==== Extracted text

[Update: see also a later post.]
We unveiled this week the first release of Swift, a system for the specification, execution, and management of applications comprising many tasks coupled by disk-resident datasets. Such applications are common when analyzing large quantities of data, performing parameter studies, and/or executing ensemble simulations. (The word "workflow" is often used for such applications, but it doesn't sound right to me) The open source Swift software combines:
- A simple scripting language, SwiftScript, for the concise, high-level specification of such computations (without regard to data layout or location), and
- An execution engine for the rapid and reliable dispatch of many tasks to many processors, whether on parallel computers, campus grids, or multi-site grids.
Swift users in the physical, biological, and social sciences; the humanities; computer science; and education have achieved multiple-order-of-magnitude savings (!) in program development and execution time, relative to approaches based on shell scripts and other ad hoc technologies.

========
==== Records

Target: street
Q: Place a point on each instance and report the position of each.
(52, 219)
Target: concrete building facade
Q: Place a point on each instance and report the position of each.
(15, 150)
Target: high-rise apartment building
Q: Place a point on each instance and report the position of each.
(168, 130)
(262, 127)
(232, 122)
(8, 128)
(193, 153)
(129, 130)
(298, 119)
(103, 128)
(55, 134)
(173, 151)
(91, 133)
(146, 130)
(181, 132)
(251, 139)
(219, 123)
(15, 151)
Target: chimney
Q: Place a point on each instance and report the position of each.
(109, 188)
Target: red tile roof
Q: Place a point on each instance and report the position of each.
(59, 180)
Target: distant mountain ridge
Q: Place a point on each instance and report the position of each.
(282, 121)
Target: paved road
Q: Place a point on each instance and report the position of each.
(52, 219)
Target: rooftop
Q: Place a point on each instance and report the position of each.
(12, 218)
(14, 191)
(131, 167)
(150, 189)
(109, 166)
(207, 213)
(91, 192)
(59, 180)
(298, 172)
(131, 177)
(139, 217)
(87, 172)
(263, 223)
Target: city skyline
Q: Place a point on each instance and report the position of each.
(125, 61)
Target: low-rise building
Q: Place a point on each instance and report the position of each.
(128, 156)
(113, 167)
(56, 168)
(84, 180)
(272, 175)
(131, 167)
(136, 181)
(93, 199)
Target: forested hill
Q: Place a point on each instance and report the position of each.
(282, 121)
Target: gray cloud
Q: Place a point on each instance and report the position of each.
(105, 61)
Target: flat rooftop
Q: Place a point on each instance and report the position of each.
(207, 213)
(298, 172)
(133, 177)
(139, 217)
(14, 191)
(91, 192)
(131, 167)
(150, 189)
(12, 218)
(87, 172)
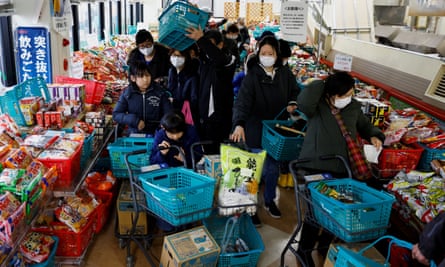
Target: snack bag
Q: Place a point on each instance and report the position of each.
(239, 185)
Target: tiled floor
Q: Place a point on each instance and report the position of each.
(105, 250)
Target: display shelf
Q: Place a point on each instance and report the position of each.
(77, 182)
(24, 230)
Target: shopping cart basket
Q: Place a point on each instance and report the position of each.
(176, 195)
(353, 225)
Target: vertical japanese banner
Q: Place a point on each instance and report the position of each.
(61, 16)
(33, 58)
(294, 21)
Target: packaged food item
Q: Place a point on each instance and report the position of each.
(36, 247)
(70, 217)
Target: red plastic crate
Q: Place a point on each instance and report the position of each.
(391, 161)
(94, 91)
(67, 169)
(71, 244)
(103, 209)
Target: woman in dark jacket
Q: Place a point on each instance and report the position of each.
(215, 97)
(267, 89)
(431, 244)
(153, 54)
(323, 136)
(143, 103)
(183, 81)
(174, 131)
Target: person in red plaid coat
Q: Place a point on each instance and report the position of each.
(319, 101)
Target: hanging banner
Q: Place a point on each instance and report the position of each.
(294, 21)
(343, 62)
(33, 58)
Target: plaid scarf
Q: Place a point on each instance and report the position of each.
(359, 166)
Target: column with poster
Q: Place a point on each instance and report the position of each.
(294, 20)
(33, 58)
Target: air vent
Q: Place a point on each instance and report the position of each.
(436, 90)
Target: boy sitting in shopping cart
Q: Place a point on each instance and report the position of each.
(173, 141)
(172, 146)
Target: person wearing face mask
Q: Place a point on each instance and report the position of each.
(266, 90)
(155, 55)
(143, 103)
(183, 83)
(215, 95)
(320, 101)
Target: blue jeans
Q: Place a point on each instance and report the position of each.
(271, 172)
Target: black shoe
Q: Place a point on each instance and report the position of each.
(256, 220)
(273, 210)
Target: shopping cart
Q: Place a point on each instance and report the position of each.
(345, 221)
(347, 257)
(176, 195)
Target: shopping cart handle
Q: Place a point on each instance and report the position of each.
(136, 152)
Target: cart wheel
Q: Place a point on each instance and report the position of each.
(122, 243)
(130, 261)
(147, 243)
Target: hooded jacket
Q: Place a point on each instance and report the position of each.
(262, 98)
(134, 106)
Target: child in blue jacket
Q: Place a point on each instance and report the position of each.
(174, 131)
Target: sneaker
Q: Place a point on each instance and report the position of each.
(256, 220)
(273, 210)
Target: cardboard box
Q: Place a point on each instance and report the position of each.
(372, 253)
(212, 166)
(194, 247)
(125, 211)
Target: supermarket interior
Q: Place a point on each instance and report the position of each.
(132, 133)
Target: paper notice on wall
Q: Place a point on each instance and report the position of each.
(294, 21)
(342, 62)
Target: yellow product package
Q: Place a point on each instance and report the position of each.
(238, 189)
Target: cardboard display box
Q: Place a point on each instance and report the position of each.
(125, 211)
(194, 247)
(372, 253)
(212, 166)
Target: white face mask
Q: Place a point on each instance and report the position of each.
(342, 102)
(267, 61)
(177, 61)
(146, 51)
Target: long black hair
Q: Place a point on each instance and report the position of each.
(266, 40)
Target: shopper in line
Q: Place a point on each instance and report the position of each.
(155, 55)
(215, 96)
(267, 89)
(143, 103)
(183, 84)
(174, 131)
(321, 101)
(431, 244)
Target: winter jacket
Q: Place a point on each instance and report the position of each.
(134, 106)
(323, 135)
(185, 142)
(159, 65)
(262, 98)
(184, 86)
(432, 240)
(216, 72)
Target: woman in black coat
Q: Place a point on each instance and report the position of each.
(143, 103)
(267, 89)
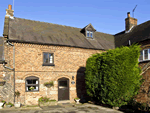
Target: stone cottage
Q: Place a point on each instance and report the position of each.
(34, 52)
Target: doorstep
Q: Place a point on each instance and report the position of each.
(63, 101)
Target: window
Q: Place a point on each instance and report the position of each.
(48, 59)
(32, 84)
(89, 33)
(144, 55)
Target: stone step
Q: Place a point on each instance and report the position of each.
(64, 101)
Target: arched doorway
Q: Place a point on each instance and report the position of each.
(63, 89)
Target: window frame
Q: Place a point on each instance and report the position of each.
(48, 64)
(32, 78)
(90, 32)
(143, 52)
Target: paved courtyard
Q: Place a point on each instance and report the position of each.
(85, 108)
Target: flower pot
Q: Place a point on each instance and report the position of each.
(17, 105)
(2, 83)
(116, 108)
(1, 105)
(48, 85)
(51, 103)
(77, 101)
(8, 106)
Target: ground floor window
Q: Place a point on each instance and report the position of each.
(32, 84)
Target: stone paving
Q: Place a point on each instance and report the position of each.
(70, 108)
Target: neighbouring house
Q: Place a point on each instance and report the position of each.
(34, 52)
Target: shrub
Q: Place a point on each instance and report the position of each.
(114, 77)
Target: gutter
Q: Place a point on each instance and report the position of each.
(13, 65)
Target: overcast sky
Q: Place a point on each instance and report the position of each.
(107, 16)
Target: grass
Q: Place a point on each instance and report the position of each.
(31, 106)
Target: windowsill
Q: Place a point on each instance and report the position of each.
(143, 61)
(90, 38)
(32, 91)
(48, 65)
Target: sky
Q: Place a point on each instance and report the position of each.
(107, 16)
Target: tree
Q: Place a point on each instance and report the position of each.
(113, 77)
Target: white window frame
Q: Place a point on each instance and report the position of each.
(144, 55)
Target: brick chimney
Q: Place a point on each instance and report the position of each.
(129, 22)
(10, 12)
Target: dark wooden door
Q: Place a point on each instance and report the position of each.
(63, 89)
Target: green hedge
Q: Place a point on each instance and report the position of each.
(113, 77)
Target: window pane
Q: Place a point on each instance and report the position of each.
(91, 35)
(34, 81)
(146, 54)
(51, 58)
(29, 81)
(36, 88)
(63, 83)
(141, 55)
(45, 57)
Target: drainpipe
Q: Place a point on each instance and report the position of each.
(13, 66)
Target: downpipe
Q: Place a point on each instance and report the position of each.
(13, 65)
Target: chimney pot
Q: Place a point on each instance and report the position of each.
(128, 14)
(10, 7)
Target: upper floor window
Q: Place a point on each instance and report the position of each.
(32, 84)
(144, 55)
(89, 33)
(48, 59)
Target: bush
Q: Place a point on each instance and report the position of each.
(113, 77)
(44, 99)
(9, 103)
(3, 101)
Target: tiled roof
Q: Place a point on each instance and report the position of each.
(138, 33)
(24, 30)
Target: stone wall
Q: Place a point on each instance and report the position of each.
(69, 61)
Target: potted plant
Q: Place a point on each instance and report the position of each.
(31, 88)
(2, 104)
(77, 99)
(2, 82)
(17, 93)
(45, 101)
(8, 105)
(49, 84)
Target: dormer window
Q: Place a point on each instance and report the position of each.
(89, 33)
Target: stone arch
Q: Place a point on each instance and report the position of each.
(27, 75)
(64, 76)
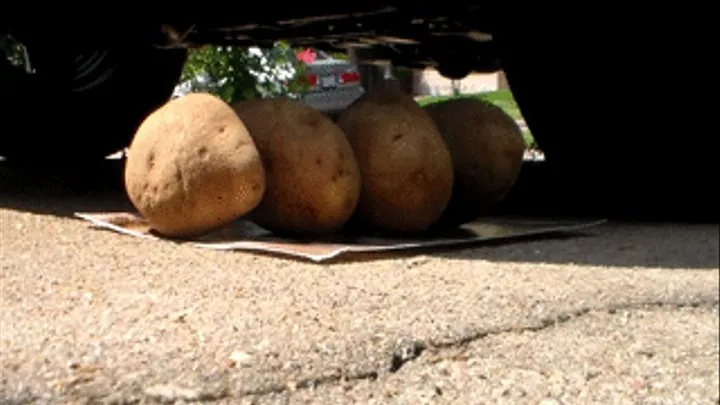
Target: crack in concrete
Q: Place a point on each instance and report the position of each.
(418, 346)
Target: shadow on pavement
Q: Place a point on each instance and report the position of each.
(66, 188)
(61, 189)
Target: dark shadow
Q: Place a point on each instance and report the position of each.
(63, 188)
(66, 188)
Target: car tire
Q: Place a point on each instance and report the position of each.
(87, 109)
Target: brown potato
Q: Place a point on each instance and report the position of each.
(313, 182)
(405, 166)
(192, 167)
(487, 149)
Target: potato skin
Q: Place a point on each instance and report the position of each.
(313, 180)
(487, 150)
(405, 165)
(193, 167)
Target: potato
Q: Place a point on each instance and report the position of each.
(405, 166)
(192, 167)
(487, 149)
(313, 181)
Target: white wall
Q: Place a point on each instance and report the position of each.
(430, 83)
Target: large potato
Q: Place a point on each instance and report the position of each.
(193, 167)
(313, 182)
(405, 165)
(487, 149)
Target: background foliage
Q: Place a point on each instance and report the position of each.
(237, 73)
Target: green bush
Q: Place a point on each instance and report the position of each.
(239, 73)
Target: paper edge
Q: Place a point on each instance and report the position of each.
(260, 246)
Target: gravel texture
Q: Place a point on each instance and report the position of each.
(625, 315)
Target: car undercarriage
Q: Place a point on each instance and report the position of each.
(615, 155)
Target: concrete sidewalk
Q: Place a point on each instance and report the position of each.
(625, 315)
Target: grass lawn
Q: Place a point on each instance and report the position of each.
(501, 98)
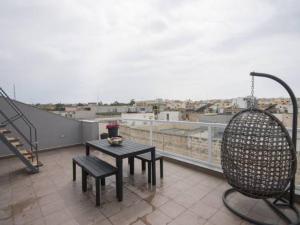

========

(Task set):
1) According to the Swift post, what is the name of the scripting language that Swift uses?
2) Rewrite the passage of the Swift post starting at "[Update: see also" and ending at "or multi-site grids.", using "cores" in place of "processors".
3) Write the next part of the Swift post, picking up after its final sentence.

(Results for the exercise):
1) SwiftScript

2)
[Update: see also a later post.]
We unveiled this week the first release of Swift, a system for the specification, execution, and management of applications comprising many tasks coupled by disk-resident datasets. Such applications are common when analyzing large quantities of data, performing parameter studies, and/or executing ensemble simulations. (The word "workflow" is often used for such applications, but it doesn't sound right to me) The open source Swift software combines:
- A simple scripting language, SwiftScript, for the concise, high-level specification of such computations (without regard to data layout or location), and
- An execution engine for the rapid and reliable dispatch of many tasks to many cores, whether on parallel computers, campus grids, or multi-site grids.

3)
Swift builds on work performed with National Science Foundation's Grid Physics Network (GriPhyN) project on the Virtual Data System (VDS). Work on another VDS component, Pegasus, continues at USC/ISI.
The Swift team comprises Yong Zhao (imminent PhD, already interviewing), Mike Wilde, Mihael Hatigan, Tibi Stef-Praun, Ben Clifford, and Nika Nefedova. Gregor von Laszewski architected (and Mihael Hatigan built) the Karajan runtime system on which Swift is built. Globus services are used to access remote computers and to move data.